Prompt A: In the passage on the High Court jurisdiction judgment, rewrite the part that opens with the words containing "In January 2025, the" and closes with "the court’s jurisdiction.", changing "judgment" to "ruling".
Prompt B: In the passage on the High Court jurisdiction judgment, about how much does the patient claim to have suffered in damages?

Provided passage:

In January 2025, the High Court handed down a judgment which revisited the application of the well-known common law rule requiring a South African claimant to attach property in South Africa of a foreign defendant who is to be sued to found or confirm the court’s jurisdiction.

The matter arose from an allegedly defective hip replacement system, manufactured by a foreign company, which was implanted into a patient’s body during hip replacement surgery. The patient claims to have suffered around R8 million in damages.

After the patient had instituted action, the foreign company challenged the jurisdiction of the High Court, arguing that the foreign company did not have a local presence, and that the patient had failed to attach any of its property in South Africa to found or confirm jurisdiction.

The court was therefore required to determine:

  • whether the patient’s failure to attach property to found or confirm jurisdiction was fatal to her action; and
  • whether the common law rule necessitating an attachment to found or confirm jurisdiction was compatible with current constitutional values and whether the court should develop the common law to accord with those values.

Data records:
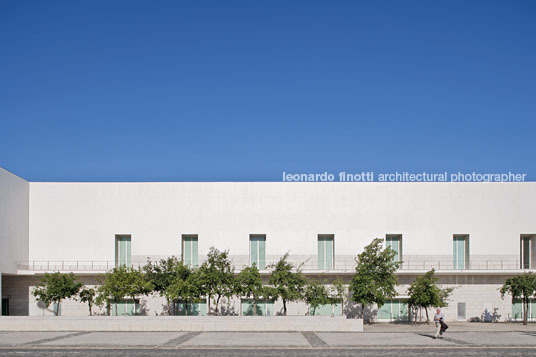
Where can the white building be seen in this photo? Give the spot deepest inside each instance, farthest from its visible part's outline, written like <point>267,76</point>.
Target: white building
<point>475,235</point>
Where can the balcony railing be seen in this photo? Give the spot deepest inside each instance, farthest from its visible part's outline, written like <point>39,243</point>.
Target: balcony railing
<point>345,266</point>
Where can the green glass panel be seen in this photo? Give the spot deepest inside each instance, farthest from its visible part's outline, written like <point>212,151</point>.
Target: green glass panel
<point>202,309</point>
<point>517,310</point>
<point>384,312</point>
<point>247,308</point>
<point>270,308</point>
<point>321,256</point>
<point>395,309</point>
<point>404,311</point>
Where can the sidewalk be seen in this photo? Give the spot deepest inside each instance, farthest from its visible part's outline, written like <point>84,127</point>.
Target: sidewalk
<point>453,327</point>
<point>422,339</point>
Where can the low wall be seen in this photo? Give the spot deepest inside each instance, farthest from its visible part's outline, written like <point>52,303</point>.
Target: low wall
<point>180,323</point>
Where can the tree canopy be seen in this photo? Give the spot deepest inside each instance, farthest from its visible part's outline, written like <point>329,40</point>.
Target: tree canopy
<point>522,287</point>
<point>289,284</point>
<point>425,293</point>
<point>55,287</point>
<point>249,284</point>
<point>315,295</point>
<point>216,276</point>
<point>374,280</point>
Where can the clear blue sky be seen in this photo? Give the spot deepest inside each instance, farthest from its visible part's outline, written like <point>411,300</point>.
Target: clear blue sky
<point>244,90</point>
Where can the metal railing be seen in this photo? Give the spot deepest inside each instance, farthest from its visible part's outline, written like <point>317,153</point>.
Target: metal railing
<point>307,266</point>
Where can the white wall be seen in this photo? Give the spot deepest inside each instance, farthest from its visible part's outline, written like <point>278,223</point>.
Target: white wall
<point>78,221</point>
<point>14,204</point>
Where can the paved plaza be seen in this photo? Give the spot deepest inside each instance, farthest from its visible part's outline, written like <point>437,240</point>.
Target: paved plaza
<point>384,340</point>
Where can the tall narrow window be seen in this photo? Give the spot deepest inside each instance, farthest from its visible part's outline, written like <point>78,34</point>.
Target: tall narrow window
<point>460,251</point>
<point>461,311</point>
<point>394,241</point>
<point>189,250</point>
<point>257,250</point>
<point>122,250</point>
<point>527,247</point>
<point>325,251</point>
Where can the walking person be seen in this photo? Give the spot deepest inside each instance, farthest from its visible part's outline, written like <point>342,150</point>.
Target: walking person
<point>438,319</point>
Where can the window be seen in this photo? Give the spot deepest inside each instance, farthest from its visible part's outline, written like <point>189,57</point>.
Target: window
<point>325,251</point>
<point>5,307</point>
<point>126,307</point>
<point>394,241</point>
<point>461,251</point>
<point>517,309</point>
<point>122,250</point>
<point>257,250</point>
<point>264,307</point>
<point>327,310</point>
<point>189,250</point>
<point>188,308</point>
<point>527,254</point>
<point>461,311</point>
<point>394,310</point>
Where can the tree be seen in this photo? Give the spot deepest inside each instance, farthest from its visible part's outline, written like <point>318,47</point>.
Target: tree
<point>55,287</point>
<point>120,283</point>
<point>249,284</point>
<point>87,295</point>
<point>424,293</point>
<point>187,288</point>
<point>315,295</point>
<point>522,287</point>
<point>164,273</point>
<point>289,284</point>
<point>216,276</point>
<point>374,280</point>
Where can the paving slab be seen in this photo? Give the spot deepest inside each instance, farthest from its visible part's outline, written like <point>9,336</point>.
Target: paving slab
<point>248,339</point>
<point>21,338</point>
<point>116,339</point>
<point>494,338</point>
<point>337,339</point>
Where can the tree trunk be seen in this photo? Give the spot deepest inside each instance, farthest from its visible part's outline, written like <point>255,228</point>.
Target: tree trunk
<point>217,303</point>
<point>254,306</point>
<point>525,310</point>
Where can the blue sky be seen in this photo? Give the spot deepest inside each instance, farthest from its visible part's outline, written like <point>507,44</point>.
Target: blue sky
<point>244,90</point>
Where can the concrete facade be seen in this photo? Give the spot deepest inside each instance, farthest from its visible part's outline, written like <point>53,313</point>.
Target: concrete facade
<point>72,227</point>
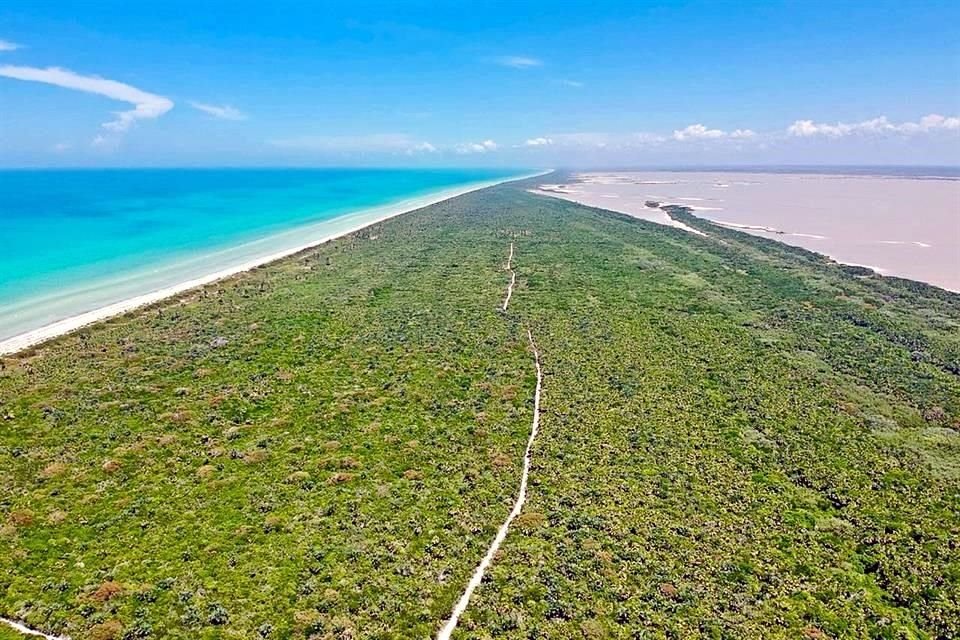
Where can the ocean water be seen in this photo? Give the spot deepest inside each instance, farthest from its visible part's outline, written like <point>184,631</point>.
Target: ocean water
<point>72,241</point>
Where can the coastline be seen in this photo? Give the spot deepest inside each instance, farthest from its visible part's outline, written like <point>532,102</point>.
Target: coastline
<point>877,229</point>
<point>364,218</point>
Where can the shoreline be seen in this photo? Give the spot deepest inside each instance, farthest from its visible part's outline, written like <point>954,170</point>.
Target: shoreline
<point>876,229</point>
<point>34,337</point>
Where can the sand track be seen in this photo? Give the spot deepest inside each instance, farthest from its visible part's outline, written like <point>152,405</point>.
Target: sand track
<point>513,280</point>
<point>481,569</point>
<point>27,631</point>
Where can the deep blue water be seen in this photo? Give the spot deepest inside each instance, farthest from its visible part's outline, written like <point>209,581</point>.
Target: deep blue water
<point>63,229</point>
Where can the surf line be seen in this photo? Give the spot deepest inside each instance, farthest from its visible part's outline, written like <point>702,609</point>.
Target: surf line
<point>30,632</point>
<point>481,569</point>
<point>513,280</point>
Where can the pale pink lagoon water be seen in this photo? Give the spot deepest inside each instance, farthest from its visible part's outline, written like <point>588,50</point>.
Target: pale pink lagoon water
<point>907,227</point>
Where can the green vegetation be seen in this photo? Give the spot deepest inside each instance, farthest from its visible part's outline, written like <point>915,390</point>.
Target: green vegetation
<point>739,439</point>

Output A:
In January 2025, the High Court handed down a ruling which revisited the application of the well-known common law rule requiring a South African claimant to attach property in South Africa of a foreign defendant who is to be sued to found or confirm the court’s jurisdiction.

Output B: Around R8 million.